--- Start of DATA TO USE ---

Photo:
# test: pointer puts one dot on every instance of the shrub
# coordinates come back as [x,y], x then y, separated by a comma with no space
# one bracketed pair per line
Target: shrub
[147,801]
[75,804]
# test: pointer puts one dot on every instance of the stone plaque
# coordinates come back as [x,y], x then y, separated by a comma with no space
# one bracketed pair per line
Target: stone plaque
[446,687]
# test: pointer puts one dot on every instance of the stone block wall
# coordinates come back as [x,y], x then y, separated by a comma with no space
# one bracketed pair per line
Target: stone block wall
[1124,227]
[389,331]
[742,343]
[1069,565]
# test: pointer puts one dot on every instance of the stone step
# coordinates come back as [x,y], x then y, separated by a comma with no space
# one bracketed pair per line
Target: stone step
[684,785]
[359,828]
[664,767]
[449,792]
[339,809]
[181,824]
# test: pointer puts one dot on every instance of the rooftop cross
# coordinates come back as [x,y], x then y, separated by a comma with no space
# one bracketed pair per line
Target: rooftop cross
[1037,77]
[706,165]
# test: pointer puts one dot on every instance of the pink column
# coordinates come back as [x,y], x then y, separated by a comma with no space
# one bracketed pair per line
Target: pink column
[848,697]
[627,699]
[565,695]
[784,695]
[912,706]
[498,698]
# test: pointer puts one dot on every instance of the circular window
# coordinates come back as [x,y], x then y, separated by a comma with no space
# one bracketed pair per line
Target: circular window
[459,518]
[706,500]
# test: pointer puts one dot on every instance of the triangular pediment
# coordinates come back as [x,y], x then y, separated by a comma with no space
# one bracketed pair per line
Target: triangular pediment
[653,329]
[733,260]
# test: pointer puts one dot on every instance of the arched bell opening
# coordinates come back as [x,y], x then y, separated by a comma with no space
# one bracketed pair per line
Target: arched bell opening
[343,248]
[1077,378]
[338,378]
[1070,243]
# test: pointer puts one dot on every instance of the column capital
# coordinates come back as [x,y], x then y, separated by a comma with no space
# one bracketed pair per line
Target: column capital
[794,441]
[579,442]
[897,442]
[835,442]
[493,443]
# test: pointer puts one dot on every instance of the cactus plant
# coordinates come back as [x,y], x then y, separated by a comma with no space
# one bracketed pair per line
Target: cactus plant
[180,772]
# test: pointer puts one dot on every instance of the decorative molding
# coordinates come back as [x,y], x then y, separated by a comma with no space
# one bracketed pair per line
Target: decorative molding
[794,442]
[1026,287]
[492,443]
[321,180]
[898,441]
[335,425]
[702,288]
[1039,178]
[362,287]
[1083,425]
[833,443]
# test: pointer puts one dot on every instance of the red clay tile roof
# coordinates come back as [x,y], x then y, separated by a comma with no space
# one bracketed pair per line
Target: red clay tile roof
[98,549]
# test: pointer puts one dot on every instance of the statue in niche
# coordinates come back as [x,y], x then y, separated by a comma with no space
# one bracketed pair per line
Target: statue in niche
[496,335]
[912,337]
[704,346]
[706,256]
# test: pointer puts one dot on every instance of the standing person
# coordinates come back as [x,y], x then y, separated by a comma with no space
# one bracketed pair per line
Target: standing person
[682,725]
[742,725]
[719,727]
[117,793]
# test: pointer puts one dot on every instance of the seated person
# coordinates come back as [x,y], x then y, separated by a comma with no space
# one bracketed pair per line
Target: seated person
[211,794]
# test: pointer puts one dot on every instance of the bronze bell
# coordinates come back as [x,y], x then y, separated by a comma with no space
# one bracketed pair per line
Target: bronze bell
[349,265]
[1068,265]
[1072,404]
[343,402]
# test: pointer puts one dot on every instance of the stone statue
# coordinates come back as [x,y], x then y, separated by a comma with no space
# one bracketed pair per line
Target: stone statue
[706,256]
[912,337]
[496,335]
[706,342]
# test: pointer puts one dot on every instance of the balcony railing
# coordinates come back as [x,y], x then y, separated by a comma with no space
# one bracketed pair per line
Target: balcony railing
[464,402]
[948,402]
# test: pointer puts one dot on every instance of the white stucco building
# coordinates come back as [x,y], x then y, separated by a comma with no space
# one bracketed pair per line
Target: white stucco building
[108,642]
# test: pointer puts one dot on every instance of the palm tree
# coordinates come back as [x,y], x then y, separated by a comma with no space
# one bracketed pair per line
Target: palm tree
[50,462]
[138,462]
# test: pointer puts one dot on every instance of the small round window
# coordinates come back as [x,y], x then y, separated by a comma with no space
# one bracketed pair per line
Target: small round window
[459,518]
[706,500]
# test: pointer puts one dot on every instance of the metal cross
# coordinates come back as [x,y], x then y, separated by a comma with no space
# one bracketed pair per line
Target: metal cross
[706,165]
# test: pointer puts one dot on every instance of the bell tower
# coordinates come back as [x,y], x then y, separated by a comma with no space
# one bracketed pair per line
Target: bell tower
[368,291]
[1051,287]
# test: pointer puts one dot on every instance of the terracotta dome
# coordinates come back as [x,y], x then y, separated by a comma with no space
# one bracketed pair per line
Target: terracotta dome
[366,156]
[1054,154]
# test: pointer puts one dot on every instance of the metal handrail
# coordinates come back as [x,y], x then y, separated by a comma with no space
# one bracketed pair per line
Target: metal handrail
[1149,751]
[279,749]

--- End of DATA TO USE ---

### YOUR TASK
Quote all the records. Keep every word exact.

### ANSWER IN FULL
Photo:
# test: pointer puts one dot on every instance of the shrub
# coordinates come back as [x,y], x then y, separated by a comma with no space
# one bracketed pair per line
Target: shrub
[147,801]
[75,804]
# test: pointer puts one dot on every instance of the stone plaque
# coordinates come back as [x,y], x then y, separated by a comma with no space
# one bracketed pair per line
Target: stone plaque
[446,687]
# test: pointer puts one dot on every instance of the stone block wall
# coordinates come back as [x,y], x then y, separated by a comma with no space
# one bracketed pair per line
Target: stone block wall
[1124,227]
[389,331]
[742,343]
[1069,565]
# test: pointer puts one dot on every instance of the stone step
# coordinates come back as [x,y], x then y, separated by a comma with no space
# one bracketed pair per line
Target: stone step
[684,785]
[359,828]
[664,767]
[449,792]
[339,809]
[181,824]
# test: pointer puts one dot on every instance of the rooftop cross
# coordinates come back as [x,y], x then y, separated by a comma with no space
# one bracketed pair per line
Target: rooftop cross
[1037,77]
[706,165]
# test: pointer puts one dot on every instance of the pink column
# coordinates come back as [x,y], x then y, separated by a comma with no space
# one bracketed pair per line
Target: pink column
[848,697]
[627,699]
[565,695]
[784,695]
[912,706]
[498,698]
# test: pointer puts one dot on every instance of the circular window
# coordinates come back as [x,y], x then y, separated by a comma with no space
# one bracketed pair per line
Target: circular window
[459,518]
[706,500]
# test: pointer puts one dot on every instance of the triangular pediment
# coordinates come back as [x,y], x then y, separated by a comma with no space
# one bracketed pair per line
Target: triangular pediment
[653,329]
[733,260]
# test: pointer puts one dot on every instance of the arched bell opening
# coordinates come back as [x,y], x then y, separated by a comma with no space
# one bracketed pair per line
Target: arched bell opening
[343,248]
[1077,378]
[338,378]
[1070,243]
# test: pointer puts one dot on every instance of the column capital
# coordinates come back as [x,y], x then y, separated by a comma with no space
# one bracketed pair per line
Target: column capital
[794,441]
[579,442]
[897,442]
[835,442]
[493,443]
# test: pointer puts one dot on every instance of the cactus plant
# coordinates come back as [x,y], x then y, separated by a comma with no space
# one bracketed pair per line
Target: cactus plant
[180,772]
# test: pointer puts one dot on every instance of the decorative molding
# coordinates come back as [x,y], x then y, separated by a comma with no space
# one bracketed pair per line
Target: decorative molding
[794,442]
[1026,287]
[492,443]
[321,180]
[898,441]
[335,425]
[702,288]
[1039,178]
[362,287]
[1083,425]
[833,443]
# test: pointer puts one dot on every instance of the red clay tile roof
# coordinates come back as [x,y], x then y, separated by a comma with no space
# one bracketed pair per line
Target: red clay tile roof
[98,549]
# test: pointer puts one dot on every instance of the statue in niche
# coordinates come back as [x,y], x then y, separated by a comma with no space
# one bracketed pair per line
Target: statue in niche
[496,335]
[912,337]
[704,346]
[706,256]
# test: pointer puts one dot on every instance of the standing person
# coordinates come back as [x,y], x then y, separated by a comma with no space
# one bracketed pair per line
Target: standing person
[682,725]
[742,725]
[719,727]
[117,793]
# test: pointer puts one dot on every instance of the seated person
# coordinates come back as [x,y], x then y, separated by a comma with no space
# one bracketed pair per line
Target: seated person
[211,794]
# test: pointer puts one dot on every instance of the bronze bell
# coordinates come back as [x,y], x then y, separated by a comma with no space
# one bracketed pair per line
Target: bronze bell
[349,265]
[1068,265]
[1072,404]
[343,402]
# test: pointer puts one dot on every instance of the stone statue
# coordinates come back as [x,y], x then y, separated by a comma with no space
# one bracketed pair per line
Target: stone statue
[706,256]
[912,337]
[496,335]
[706,342]
# test: pointer puts one dot on every instance of the balcony railing
# coordinates come back as [x,y], x then y, separated by a comma with no space
# one bracketed pair per line
Target: balcony railing
[464,402]
[948,402]
# test: pointer puts one dot on every instance of the white stucco building
# coordinates come back as [x,y], x then y, separated by a comma with no space
# one bracketed pair per line
Target: white stucco building
[108,642]
# test: pointer puts one dot on every instance of the palm tree
# coordinates come back as [x,y], x then y, separated by a comma with no space
# one bracketed pair per line
Target: palm tree
[50,462]
[138,462]
# test: pointer puts one dot on every instance of the small round window
# coordinates come back as [x,y], x then y, separated by a comma with no space
# one bracketed pair per line
Target: small round window
[459,518]
[706,500]
# test: pointer puts one dot on every instance of the metal cross
# coordinates come back as [x,y], x then y, separated by a comma with no space
# one bracketed pair per line
Target: metal cross
[706,165]
# test: pointer puts one dot on every instance of the bell tower
# coordinates come back as [x,y], x then y, separated by a comma with no space
# one bracketed pair per line
Target: bell tower
[368,291]
[1051,287]
# test: pointer puts one dot on every instance of the terracotta dome
# coordinates come back as [x,y], x then y, separated by a comma with no space
# one bracketed pair per line
Target: terracotta dome
[366,156]
[1054,154]
# test: pointer puts one dot on every instance of the metal handrail
# coordinates come back as [x,y], x then y, separated by a comma with no space
# one bracketed pair per line
Target: metal handrail
[1149,751]
[279,749]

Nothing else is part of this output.